▸ **Problem statement**:
Copy the lines of the listing between the line holding "If you could indicate the dirt" and the line holding "point(968, 751)", inclusive, and include the request text. Multiply each coordinate in the answer points by 1.15 and round to a whole number, with halves rounding up, but leave the numbers in the requests and their format samples unchanged.

★ ★ ★ ★ ★ ★ ★

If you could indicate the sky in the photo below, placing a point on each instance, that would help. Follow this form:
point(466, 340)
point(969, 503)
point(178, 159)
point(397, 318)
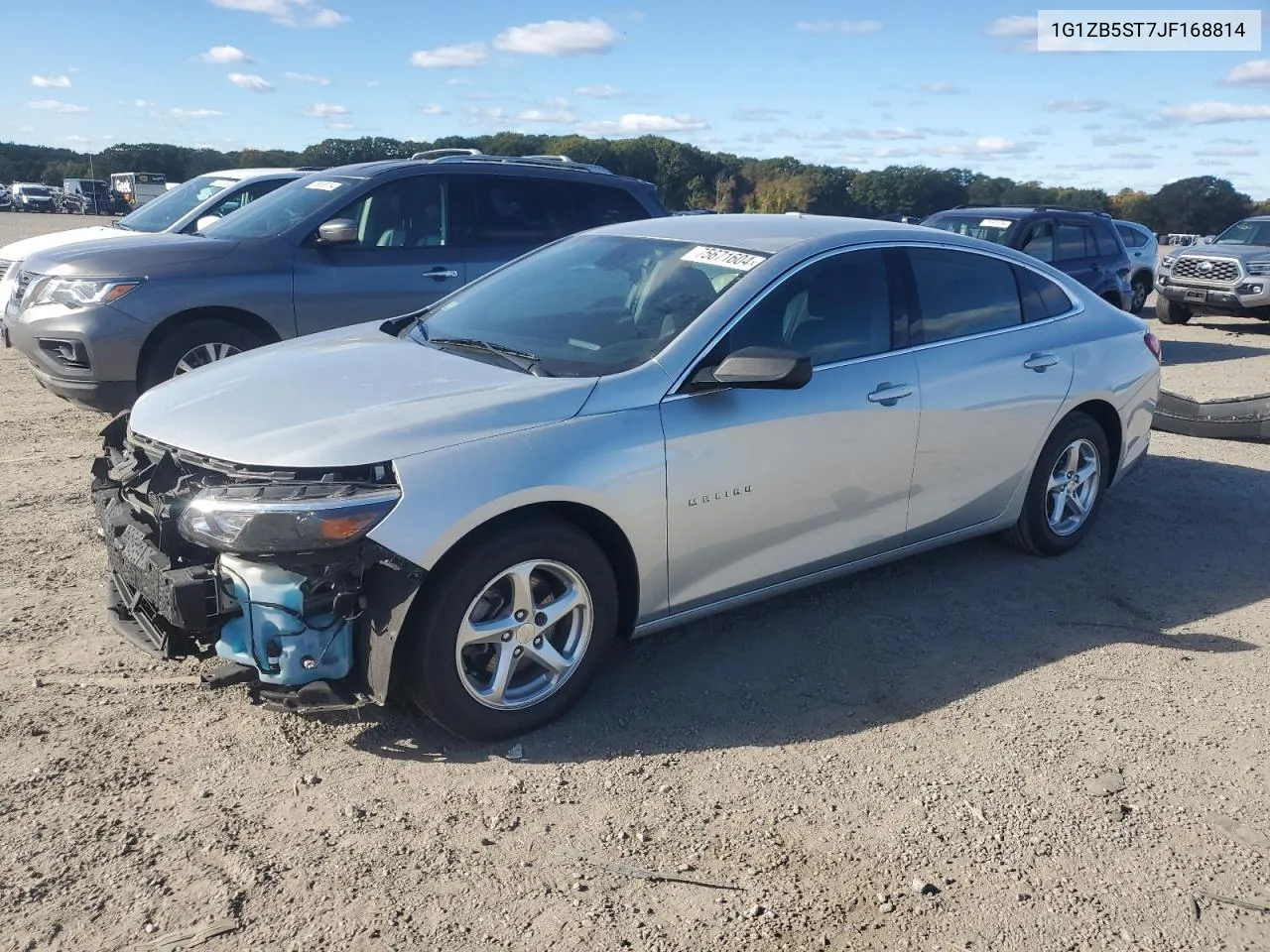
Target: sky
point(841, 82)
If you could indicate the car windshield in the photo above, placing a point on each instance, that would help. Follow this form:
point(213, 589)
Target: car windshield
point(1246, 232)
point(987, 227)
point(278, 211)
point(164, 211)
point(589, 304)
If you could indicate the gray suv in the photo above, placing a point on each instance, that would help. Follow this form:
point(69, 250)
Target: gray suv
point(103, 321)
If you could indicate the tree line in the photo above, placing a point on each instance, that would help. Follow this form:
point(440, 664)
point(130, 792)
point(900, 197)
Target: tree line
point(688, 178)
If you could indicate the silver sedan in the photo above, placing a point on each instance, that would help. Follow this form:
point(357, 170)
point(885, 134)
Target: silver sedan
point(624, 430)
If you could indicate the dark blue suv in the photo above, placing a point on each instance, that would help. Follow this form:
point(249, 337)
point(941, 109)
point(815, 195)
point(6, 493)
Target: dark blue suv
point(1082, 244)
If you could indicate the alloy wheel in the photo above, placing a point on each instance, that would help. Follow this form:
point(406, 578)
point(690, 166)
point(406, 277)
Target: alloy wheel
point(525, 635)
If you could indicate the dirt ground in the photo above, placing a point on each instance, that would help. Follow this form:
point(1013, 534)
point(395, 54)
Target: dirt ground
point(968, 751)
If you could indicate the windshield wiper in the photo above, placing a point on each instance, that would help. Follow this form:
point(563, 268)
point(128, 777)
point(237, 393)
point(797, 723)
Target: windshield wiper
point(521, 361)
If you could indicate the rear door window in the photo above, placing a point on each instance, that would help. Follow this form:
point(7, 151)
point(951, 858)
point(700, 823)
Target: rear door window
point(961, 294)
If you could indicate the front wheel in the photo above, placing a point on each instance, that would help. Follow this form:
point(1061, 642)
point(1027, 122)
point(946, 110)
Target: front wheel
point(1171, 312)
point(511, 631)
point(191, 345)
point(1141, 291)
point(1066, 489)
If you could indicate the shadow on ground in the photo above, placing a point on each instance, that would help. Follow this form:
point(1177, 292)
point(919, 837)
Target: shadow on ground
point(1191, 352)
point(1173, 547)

★ ★ ★ ★ ★ ★ ★

▸ **Response below**:
If you could indicate the dirt ground in the photo above, placing a point on each instance, that would help. Follow this form:
point(1013, 534)
point(395, 54)
Target: dirt ground
point(1113, 864)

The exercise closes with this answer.